Goal of the exercise:
Only the run of lines from the one containing "of the snow" through the last line should be returned, exactly as written.

--- start of Records for the task ---

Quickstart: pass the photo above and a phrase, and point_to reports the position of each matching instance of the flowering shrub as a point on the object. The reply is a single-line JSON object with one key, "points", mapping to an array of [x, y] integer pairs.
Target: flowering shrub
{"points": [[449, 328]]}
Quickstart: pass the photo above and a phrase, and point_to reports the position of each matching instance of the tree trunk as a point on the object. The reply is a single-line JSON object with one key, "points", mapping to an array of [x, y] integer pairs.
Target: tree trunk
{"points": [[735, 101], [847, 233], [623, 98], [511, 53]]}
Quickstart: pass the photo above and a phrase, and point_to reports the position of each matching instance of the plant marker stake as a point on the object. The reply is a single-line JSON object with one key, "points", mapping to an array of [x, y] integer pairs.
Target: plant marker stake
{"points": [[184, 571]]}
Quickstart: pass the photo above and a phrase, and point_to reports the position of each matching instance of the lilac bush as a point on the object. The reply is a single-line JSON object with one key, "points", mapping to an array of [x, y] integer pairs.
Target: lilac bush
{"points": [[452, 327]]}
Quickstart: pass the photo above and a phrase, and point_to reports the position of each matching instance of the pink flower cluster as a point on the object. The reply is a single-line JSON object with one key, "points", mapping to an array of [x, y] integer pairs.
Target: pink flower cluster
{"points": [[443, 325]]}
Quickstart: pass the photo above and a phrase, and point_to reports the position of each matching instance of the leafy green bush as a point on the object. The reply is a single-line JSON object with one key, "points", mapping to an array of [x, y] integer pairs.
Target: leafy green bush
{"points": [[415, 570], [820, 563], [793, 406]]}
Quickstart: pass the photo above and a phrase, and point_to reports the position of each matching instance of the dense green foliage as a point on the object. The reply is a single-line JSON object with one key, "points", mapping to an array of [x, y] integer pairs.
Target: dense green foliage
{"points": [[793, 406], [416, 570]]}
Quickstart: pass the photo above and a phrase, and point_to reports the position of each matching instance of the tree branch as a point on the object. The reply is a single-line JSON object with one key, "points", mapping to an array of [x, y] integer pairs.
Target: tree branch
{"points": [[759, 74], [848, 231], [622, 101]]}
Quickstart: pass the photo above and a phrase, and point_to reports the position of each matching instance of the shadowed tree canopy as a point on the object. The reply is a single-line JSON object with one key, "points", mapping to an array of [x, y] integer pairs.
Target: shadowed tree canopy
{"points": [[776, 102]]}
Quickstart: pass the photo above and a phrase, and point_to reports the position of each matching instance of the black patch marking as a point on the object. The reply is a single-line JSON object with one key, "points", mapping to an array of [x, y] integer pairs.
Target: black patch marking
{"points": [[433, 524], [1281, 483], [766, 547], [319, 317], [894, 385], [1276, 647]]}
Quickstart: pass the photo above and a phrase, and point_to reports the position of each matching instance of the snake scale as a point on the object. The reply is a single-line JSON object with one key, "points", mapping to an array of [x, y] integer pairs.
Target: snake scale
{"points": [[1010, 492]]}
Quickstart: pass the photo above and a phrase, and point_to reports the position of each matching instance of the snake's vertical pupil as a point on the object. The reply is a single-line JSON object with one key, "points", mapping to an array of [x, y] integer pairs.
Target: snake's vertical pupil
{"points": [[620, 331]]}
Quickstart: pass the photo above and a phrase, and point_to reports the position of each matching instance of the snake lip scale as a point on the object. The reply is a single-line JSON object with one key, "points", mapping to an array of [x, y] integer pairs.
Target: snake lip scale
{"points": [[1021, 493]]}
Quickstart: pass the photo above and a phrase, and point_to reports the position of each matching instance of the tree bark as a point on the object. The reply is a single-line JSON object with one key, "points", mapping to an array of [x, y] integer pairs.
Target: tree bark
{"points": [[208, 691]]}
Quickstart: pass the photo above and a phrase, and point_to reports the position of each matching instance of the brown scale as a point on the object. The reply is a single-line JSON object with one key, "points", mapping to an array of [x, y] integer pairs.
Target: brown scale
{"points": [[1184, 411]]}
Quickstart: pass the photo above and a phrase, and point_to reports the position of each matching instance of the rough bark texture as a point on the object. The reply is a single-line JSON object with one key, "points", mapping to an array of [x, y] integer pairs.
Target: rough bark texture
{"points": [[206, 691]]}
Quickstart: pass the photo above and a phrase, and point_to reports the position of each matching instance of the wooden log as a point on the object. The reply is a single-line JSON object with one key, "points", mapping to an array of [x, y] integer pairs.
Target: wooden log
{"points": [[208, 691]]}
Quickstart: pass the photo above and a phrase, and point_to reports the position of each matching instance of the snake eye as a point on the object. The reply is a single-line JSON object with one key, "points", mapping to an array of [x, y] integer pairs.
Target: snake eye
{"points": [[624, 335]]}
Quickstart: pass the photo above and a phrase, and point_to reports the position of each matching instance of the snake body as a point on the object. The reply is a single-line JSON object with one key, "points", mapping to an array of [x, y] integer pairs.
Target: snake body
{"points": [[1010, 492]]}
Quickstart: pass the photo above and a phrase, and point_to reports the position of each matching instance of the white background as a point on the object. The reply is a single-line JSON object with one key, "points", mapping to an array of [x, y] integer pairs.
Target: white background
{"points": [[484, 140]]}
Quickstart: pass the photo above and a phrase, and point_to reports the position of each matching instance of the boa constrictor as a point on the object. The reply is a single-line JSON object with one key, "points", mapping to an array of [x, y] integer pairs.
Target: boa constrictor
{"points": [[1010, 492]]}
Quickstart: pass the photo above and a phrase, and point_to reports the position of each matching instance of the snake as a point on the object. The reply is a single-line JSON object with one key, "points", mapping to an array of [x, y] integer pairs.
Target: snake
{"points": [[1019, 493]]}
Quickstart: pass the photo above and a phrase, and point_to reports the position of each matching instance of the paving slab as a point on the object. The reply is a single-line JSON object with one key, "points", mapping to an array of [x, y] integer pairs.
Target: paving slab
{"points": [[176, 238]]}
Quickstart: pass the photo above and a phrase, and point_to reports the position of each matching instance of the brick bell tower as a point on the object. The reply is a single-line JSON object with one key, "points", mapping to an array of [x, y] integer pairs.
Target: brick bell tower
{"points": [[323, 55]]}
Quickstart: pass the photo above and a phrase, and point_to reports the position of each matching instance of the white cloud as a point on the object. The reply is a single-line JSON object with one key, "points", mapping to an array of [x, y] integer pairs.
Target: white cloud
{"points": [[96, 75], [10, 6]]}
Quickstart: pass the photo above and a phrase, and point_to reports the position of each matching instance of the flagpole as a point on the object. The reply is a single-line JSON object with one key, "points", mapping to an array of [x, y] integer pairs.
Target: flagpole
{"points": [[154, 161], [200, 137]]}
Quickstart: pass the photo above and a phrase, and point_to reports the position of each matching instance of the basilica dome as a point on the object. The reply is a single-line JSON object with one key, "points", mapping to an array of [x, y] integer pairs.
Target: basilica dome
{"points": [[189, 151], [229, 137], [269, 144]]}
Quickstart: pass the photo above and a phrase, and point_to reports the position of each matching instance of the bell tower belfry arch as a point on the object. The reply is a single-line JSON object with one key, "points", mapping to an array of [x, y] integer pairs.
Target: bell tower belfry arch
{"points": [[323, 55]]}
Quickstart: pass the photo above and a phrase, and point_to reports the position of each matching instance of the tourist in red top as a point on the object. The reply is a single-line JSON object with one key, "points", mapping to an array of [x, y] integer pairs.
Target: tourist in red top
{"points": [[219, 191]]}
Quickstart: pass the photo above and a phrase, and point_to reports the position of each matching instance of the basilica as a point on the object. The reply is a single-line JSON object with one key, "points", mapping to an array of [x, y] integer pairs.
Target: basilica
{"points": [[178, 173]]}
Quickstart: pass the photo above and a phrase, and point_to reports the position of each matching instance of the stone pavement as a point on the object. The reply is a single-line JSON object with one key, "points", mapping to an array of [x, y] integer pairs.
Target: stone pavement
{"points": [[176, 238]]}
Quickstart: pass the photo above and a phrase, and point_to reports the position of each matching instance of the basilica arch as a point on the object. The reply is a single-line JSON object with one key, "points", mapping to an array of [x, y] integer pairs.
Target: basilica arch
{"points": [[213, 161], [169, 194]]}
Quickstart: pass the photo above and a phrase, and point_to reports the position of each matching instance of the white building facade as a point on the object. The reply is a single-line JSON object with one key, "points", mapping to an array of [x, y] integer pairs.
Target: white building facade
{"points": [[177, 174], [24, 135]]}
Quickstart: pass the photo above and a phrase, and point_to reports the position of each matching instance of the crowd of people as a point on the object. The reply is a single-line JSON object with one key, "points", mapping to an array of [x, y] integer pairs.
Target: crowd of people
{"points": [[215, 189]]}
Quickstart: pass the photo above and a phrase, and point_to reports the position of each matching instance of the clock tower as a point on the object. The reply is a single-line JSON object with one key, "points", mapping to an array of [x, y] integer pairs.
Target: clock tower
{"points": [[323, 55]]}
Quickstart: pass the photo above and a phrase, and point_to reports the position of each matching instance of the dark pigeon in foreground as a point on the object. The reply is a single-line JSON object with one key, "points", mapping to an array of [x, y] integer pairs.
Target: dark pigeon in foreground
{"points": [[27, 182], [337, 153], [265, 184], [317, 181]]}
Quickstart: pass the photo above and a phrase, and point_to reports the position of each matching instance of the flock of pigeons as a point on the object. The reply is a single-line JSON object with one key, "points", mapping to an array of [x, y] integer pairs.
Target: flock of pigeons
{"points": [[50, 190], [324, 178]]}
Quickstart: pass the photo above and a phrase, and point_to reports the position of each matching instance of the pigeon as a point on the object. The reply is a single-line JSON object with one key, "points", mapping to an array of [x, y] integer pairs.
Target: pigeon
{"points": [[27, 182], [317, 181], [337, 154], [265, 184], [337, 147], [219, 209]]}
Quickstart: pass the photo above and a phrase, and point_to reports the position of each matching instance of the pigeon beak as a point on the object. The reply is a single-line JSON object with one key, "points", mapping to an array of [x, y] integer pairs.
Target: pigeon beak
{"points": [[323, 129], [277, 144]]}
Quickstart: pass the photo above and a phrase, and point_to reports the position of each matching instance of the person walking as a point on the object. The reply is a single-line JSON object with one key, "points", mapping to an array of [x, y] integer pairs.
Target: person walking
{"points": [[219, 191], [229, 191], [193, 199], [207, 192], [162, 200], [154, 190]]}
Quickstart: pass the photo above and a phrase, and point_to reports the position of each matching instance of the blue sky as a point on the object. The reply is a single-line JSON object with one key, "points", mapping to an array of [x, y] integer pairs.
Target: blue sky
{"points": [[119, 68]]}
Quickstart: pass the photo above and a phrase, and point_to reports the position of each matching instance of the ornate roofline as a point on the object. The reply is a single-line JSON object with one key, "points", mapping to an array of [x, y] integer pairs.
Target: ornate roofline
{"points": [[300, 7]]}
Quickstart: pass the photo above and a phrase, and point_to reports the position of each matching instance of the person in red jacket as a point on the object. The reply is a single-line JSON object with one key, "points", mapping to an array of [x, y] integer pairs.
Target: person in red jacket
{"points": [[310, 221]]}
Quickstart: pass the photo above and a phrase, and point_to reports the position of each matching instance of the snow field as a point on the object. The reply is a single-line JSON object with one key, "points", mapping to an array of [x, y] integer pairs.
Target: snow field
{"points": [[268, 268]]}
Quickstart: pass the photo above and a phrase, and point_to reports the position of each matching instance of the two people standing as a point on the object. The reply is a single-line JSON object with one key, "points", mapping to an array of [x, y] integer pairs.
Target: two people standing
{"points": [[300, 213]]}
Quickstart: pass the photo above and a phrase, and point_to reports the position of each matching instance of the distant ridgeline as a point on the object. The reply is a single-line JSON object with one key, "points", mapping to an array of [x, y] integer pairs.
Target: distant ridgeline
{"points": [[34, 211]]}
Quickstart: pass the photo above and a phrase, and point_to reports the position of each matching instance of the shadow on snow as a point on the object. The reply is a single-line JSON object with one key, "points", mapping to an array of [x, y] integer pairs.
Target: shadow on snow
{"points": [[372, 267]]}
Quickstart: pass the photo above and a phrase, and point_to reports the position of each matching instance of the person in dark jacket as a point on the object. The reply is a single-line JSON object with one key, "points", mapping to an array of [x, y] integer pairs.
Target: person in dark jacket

--- end of Records for the task ---

Solution to the exercise:
Quickstart: pass the photo above and a phrase, and point_to reports the position of each matching instance of the snow field as a point on the object. The reply is a single-line JSON object with one key, "points", mapping to an array of [x, y] integer pairs.
Target: snow field
{"points": [[268, 268]]}
Quickstart: pass the photo above and a phrase, and point_to reports the position of each matching instance of the two people standing as a point on the object. The reply is a single-line JSON object with one key, "points", mapping to an array of [x, y] integer pairs.
Target: two people standing
{"points": [[300, 213]]}
Quickstart: pass the photo above and a phrase, and point_to reports the position of each matching instance of the distant ridgeline as a point on the object. The reply is a single-line JSON object with one key, "points", mapping to an array of [x, y] integer pairs.
Target: distant ridgeline
{"points": [[34, 211]]}
Quickstart: pass the photo above and a phrase, and point_to reports the position of each matching instance of the shadow on snow as a point on the object. The reply is a single-line JSON object with one key, "points", mapping to an array of [x, y] integer pairs.
Target: shadow on snow
{"points": [[372, 267]]}
Quickstart: pass the photo above and a phrase, and point_to reports the position of each matching instance of the person in dark jacket as a point on the object. The reply is a single-line JSON object with one key, "points", mapping to an array of [x, y] integer pairs.
Target: person in dark jacket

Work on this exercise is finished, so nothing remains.